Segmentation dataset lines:
________________

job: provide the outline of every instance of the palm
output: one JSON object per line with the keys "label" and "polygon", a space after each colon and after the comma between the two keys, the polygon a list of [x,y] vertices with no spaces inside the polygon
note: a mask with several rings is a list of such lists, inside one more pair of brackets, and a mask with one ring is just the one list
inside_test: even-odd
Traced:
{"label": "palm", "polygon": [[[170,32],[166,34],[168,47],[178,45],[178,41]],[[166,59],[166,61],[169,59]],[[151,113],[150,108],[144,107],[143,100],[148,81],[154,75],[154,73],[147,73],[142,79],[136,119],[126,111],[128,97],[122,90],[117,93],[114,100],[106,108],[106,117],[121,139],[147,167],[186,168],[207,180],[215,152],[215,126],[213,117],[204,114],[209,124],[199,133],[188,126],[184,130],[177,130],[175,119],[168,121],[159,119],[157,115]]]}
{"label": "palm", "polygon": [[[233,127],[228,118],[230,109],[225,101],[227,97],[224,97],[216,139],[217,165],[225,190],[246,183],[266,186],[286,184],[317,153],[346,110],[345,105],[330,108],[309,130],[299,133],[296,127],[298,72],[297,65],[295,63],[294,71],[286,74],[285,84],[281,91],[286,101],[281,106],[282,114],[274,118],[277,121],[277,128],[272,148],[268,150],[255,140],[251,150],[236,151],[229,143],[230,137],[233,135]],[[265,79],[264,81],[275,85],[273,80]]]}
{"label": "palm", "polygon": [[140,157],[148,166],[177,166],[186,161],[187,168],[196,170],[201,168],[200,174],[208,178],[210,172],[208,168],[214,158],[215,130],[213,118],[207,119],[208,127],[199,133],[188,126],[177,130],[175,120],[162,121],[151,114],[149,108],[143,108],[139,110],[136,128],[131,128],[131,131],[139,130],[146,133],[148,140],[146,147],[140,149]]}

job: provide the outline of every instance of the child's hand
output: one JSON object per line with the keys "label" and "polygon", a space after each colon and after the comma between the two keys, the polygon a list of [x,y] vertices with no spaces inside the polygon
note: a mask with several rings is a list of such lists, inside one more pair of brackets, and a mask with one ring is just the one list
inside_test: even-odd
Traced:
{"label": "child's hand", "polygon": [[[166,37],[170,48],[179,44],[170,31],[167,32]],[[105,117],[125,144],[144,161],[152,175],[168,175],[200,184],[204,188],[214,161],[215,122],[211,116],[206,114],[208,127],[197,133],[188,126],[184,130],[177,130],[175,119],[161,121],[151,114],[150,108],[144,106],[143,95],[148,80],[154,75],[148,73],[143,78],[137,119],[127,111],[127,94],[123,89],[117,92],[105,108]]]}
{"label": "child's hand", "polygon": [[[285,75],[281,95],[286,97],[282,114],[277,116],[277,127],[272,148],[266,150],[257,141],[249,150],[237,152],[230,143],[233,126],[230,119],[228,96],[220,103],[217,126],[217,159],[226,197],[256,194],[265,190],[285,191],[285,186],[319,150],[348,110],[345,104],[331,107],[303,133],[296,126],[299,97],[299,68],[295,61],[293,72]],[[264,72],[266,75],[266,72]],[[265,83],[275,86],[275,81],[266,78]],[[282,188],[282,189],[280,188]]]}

________________

Revise the lines from the one containing "job: provide the outline of every instance of the child's" down to the end of the records, changing "outline" to "contour" and leaving everything else unchanged. Give only these lines.

job: provide the contour of every instance of the child's hand
output: one JSON object per line with the keys "label" and "polygon", a space after each colon and after the comma between the two keys, the polygon a list of [x,y] vertices with no spaces inside the polygon
note: a mask with several rings is a list of such lists, inside one more pair of brackets, and a mask with one ring is just the one list
inside_test: even-odd
Traced:
{"label": "child's hand", "polygon": [[[166,37],[170,48],[179,44],[170,31],[167,32]],[[105,117],[125,144],[144,161],[152,175],[168,175],[200,184],[204,188],[214,161],[215,122],[211,116],[206,114],[208,127],[197,133],[188,126],[184,130],[177,130],[175,119],[161,121],[151,114],[150,108],[144,106],[143,95],[148,80],[154,75],[148,73],[143,78],[137,119],[127,111],[127,94],[123,89],[117,92],[105,108]]]}
{"label": "child's hand", "polygon": [[[285,75],[281,95],[286,97],[282,114],[277,116],[277,127],[272,148],[266,150],[257,141],[249,150],[237,152],[230,143],[233,126],[230,119],[228,96],[220,103],[217,126],[217,159],[226,197],[256,194],[265,190],[285,191],[285,186],[319,150],[348,110],[345,104],[331,107],[303,133],[296,126],[299,97],[299,68],[295,61],[293,72]],[[264,72],[266,75],[266,72]],[[265,83],[275,86],[275,81],[266,78]],[[282,188],[282,189],[280,188]]]}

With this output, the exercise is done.